DESCRIPCIÓN DEL PROBLEMA:
Convierte en un CSV de dos columnas, texto y respuesta, los registros desde la línea que contiene "Where can the forested" hasta la línea que contiene "pixel 219 47", ambas incluidas. Pon una fila por cada texto con su respuesta, cada campo entre comillas y los saltos de línea cambiados por espacios.

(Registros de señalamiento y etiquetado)
+ + + + + + +

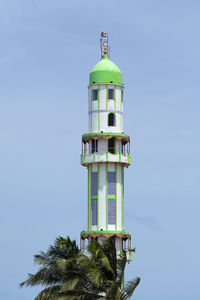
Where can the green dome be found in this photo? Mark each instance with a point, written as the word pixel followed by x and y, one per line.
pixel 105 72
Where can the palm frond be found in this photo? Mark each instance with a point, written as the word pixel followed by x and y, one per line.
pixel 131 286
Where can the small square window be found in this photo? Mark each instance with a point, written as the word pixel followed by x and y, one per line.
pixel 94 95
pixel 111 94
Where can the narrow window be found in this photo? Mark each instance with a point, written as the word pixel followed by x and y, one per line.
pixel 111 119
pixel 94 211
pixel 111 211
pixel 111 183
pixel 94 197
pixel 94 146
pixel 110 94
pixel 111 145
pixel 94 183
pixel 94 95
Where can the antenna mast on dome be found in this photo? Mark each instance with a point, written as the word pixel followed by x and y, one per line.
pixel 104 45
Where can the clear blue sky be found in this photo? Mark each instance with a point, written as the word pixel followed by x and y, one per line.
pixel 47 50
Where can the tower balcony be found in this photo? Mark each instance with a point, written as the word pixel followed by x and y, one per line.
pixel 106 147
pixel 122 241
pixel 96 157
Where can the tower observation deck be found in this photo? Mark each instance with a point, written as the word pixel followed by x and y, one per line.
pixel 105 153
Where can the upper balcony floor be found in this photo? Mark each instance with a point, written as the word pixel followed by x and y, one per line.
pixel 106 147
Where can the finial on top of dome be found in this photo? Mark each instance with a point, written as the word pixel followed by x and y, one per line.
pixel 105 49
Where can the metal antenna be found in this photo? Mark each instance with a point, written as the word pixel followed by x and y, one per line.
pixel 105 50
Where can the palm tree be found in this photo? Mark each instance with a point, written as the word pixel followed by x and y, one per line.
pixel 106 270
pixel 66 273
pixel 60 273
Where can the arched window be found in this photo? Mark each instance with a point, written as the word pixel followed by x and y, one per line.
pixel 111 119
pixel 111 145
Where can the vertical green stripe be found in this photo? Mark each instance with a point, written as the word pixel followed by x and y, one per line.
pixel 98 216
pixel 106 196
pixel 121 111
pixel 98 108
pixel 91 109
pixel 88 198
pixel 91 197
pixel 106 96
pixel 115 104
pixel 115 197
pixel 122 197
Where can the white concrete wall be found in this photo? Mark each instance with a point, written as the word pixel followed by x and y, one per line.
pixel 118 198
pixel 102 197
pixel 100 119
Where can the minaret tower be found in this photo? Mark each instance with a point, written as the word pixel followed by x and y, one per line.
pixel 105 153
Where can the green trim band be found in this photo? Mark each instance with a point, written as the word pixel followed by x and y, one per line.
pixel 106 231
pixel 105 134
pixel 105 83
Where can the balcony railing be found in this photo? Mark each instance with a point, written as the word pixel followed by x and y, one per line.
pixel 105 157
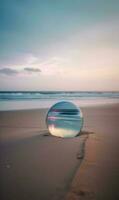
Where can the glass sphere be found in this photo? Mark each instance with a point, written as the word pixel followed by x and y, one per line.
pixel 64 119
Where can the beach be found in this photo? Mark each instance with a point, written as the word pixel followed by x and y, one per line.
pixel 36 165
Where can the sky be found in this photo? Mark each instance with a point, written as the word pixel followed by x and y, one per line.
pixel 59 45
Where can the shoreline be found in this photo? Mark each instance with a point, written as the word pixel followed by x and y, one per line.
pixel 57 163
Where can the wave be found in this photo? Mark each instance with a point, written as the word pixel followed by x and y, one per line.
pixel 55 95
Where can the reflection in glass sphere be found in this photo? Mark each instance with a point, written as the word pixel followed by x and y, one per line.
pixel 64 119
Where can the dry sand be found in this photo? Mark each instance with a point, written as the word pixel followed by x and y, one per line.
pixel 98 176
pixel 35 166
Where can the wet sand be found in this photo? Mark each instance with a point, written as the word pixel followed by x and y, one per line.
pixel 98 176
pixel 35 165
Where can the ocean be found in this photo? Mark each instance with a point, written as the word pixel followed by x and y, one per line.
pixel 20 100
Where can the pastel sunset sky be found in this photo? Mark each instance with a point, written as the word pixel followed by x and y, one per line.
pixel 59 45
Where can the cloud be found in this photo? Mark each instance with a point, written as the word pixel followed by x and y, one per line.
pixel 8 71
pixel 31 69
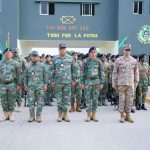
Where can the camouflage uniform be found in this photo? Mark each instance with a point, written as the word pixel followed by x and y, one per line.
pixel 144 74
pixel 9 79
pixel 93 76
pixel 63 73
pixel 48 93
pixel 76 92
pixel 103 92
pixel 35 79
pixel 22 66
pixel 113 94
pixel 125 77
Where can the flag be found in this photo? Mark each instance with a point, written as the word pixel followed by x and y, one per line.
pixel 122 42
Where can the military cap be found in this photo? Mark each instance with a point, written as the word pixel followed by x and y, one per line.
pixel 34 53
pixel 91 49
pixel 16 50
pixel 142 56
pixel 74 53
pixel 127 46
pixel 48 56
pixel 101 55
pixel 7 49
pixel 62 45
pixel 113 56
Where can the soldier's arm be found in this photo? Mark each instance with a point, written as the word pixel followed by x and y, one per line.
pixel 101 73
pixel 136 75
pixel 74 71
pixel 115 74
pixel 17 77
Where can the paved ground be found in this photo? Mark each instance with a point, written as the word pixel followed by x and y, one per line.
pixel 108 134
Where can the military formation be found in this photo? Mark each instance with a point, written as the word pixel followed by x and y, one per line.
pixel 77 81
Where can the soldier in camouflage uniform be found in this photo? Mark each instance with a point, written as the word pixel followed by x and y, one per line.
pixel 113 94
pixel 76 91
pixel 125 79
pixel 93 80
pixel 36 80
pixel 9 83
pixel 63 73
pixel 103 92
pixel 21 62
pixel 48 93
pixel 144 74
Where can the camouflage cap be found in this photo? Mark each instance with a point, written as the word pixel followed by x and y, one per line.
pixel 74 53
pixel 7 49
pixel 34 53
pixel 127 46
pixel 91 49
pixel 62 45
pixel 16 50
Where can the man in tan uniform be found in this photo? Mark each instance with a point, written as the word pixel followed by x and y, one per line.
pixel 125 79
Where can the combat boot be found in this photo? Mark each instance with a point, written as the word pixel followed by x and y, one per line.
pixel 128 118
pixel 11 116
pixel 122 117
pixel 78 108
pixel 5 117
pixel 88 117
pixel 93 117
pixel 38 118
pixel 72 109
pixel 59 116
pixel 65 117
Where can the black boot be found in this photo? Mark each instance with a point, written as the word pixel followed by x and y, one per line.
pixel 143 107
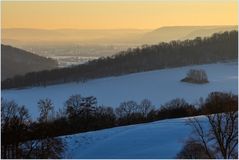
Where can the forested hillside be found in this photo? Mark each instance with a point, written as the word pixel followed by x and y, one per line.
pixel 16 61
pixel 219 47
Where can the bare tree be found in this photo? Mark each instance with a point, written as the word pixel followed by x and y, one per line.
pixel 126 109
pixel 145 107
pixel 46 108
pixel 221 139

+ + + + + + +

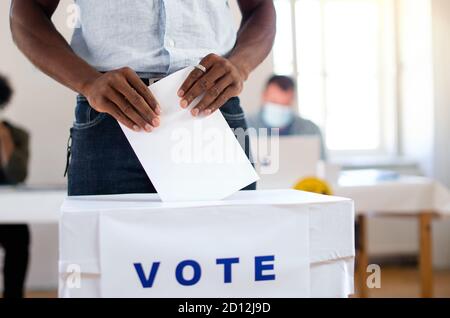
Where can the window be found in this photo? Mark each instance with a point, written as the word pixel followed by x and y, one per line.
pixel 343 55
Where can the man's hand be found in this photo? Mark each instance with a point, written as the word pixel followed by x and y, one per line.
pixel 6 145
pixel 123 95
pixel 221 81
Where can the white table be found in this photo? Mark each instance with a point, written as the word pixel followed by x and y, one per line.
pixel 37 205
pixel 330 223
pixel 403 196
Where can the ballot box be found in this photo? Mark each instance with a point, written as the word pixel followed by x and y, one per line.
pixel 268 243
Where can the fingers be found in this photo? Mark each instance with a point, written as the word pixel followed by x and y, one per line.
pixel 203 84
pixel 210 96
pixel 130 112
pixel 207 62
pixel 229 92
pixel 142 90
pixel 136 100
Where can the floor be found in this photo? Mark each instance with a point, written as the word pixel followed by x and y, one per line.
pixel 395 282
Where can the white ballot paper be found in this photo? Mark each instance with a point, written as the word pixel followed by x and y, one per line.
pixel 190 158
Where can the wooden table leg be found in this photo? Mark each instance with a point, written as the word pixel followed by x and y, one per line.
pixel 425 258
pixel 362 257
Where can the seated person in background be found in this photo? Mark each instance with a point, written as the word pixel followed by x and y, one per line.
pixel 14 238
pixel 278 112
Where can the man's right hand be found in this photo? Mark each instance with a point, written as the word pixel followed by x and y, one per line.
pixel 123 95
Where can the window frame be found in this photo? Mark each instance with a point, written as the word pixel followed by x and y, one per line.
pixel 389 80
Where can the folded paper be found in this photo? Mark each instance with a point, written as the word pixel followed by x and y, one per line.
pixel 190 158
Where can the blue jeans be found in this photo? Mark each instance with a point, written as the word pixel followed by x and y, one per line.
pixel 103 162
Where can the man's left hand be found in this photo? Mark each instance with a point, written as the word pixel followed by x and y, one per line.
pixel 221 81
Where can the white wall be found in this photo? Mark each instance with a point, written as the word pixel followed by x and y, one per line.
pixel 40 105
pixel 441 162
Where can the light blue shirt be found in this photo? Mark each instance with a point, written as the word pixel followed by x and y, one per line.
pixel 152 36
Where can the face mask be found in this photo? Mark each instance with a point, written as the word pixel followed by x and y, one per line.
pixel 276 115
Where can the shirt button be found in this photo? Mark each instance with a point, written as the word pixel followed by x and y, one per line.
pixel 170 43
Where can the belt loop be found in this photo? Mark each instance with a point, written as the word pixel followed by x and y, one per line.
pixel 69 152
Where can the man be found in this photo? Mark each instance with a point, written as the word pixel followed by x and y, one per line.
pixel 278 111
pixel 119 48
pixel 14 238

+ + + + + + +

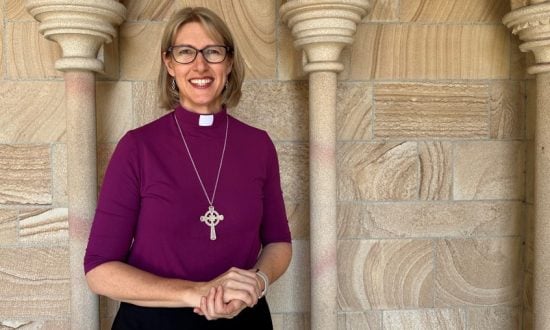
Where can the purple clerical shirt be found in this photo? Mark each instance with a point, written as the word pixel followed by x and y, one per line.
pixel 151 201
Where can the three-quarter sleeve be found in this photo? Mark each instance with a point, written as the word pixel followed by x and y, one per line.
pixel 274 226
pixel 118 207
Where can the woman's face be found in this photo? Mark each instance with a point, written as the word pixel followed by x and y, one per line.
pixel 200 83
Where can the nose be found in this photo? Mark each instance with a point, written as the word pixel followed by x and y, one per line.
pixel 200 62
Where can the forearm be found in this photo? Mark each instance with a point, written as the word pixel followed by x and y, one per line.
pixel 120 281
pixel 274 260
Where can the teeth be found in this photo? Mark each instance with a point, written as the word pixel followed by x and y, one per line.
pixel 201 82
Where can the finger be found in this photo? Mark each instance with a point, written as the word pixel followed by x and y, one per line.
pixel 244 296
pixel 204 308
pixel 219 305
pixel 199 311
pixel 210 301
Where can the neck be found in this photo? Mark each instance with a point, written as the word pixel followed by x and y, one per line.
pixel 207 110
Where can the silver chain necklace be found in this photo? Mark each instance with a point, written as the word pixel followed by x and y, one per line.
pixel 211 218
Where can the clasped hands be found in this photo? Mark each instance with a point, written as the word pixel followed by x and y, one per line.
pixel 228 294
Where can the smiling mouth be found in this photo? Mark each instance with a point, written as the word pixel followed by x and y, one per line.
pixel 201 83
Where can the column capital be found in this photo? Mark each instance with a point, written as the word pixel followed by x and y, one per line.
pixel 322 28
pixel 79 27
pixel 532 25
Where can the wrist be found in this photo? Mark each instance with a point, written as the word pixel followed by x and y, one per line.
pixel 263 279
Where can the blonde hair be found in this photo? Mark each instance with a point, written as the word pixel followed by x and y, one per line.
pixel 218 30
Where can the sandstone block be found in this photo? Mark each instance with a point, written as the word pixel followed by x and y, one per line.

+ + + + + + +

RESPUESTA:
texto,respuesta
"Where can the forested hillside be found in this photo? Mark each instance with a point, written as the word pixel followed by x and y, one per line.","pixel 16 61 pixel 219 47"